WHAT TO DO: Gather every line from the entries below that contains the word "with", and copy each one in the order it appears.

[Records taken from a collection]
▬▬▬▬▬▬

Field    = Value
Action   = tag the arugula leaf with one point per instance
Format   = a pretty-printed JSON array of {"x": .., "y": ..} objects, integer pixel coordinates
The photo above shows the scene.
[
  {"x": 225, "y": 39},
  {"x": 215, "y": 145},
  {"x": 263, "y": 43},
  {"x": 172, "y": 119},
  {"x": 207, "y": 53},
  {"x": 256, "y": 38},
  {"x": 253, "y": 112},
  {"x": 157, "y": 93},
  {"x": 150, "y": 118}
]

▬▬▬▬▬▬

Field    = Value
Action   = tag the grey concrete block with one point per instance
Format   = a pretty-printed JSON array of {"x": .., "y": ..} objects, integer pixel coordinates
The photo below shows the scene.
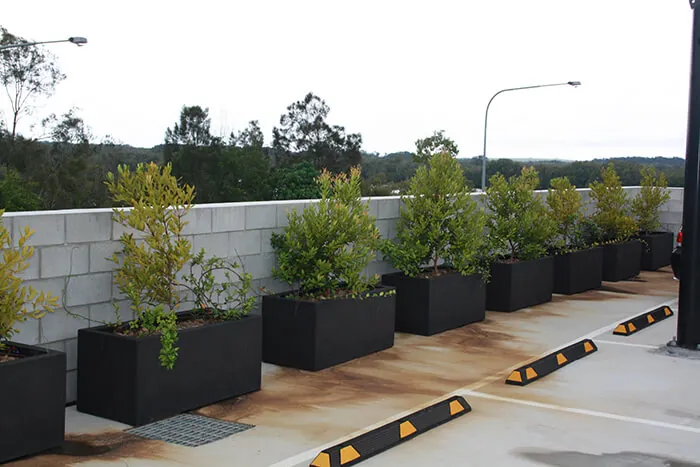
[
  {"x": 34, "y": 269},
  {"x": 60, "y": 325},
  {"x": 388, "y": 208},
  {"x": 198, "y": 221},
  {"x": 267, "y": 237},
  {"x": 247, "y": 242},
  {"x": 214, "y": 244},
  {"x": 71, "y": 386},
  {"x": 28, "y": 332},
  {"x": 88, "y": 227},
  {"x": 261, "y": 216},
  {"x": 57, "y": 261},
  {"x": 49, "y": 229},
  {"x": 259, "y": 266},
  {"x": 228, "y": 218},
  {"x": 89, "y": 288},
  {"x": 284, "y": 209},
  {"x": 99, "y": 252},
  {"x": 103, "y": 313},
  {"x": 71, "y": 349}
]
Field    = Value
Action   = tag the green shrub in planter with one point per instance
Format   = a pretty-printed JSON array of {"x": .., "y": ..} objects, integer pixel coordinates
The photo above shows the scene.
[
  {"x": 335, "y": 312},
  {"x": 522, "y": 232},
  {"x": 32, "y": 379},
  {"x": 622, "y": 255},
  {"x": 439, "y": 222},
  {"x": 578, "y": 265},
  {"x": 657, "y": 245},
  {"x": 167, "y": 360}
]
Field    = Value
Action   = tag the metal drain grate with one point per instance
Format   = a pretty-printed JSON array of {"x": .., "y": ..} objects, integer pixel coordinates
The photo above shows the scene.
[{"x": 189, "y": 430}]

▬▬▬▬▬▬

WRITTEN SOLUTION:
Action   = tag the arugula leaf with one point per instance
Action   = tag the grey concrete block with one point per instance
Action   = tag the green shrub in planter with one point per instance
Action   = tag the metal drain grate with one point per instance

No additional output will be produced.